## GIVEN INSTRUCTION
Could you pick up the passage on Warren Buffett's funding of his family members' charitable foundations and continue it from its last sentence?

## SOURCE TEXT
┄┄┄┄┄┄┄┄┄┄┄┄┄┄┄┄┄┄┄┄
Warren Buffett is funding and supporting many of his family member’s charitable foundations, such as:

  • Susan Alice Buffett’s Sherwood Foundation, an organization in Omaha that provides grants in public education, human services and social justice in the interest of promoting the welfare of children from lower-income families.
  • The Howard G. Buffett Foundation, which supports projects in the areas of agriculture, nutrition, water, humanitarian, conservation, and conflict/unaccompanied persons. The foundation focuses much of its funding on communities in Africa and Central America. In 2007, the Foundation co-launched the Global Water Initiative with several other organizations. One example of a project supported by the Howard G. Buffett Foundation is the Nature Conservation Trust’s and South African National Park’s joint initiative to combat Rhino poaching in South Africa.
┄┄┄┄┄┄┄┄┄┄┄┄┄┄┄┄┄┄┄┄
## RECORDED INFORMATION
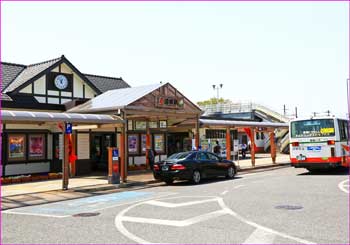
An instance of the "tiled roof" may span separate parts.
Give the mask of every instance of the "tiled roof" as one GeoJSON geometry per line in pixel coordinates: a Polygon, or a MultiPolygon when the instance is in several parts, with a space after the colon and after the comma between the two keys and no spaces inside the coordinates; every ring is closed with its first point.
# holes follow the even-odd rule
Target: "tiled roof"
┄┄┄┄┄┄┄┄┄┄┄┄┄┄┄┄┄┄┄┄
## OUTPUT BELOW
  • Peter Buffett’s NoVo Foundation, and organization working to promote a world that operates on the principles of mutual respect, collaboration, and civic participation, thereby reversing the old paradigm predicated on hierarchy, violence, and the subordination of girls and women.
  • Doris Buffett’s Letters Foundation and Learning By Giving Foundation. The Letters Foundation provide financial aid directly to individuals experiencing a crisis through no fault of their own, when no other options exist. Doris Buffett believes in small and direct grants to people, a philosophy that has earned her the nickname “the retail philanthropist”. Her Learning By Giving Foundation promotes the study of experiential philanthropy at undergraduate colleges in the United States.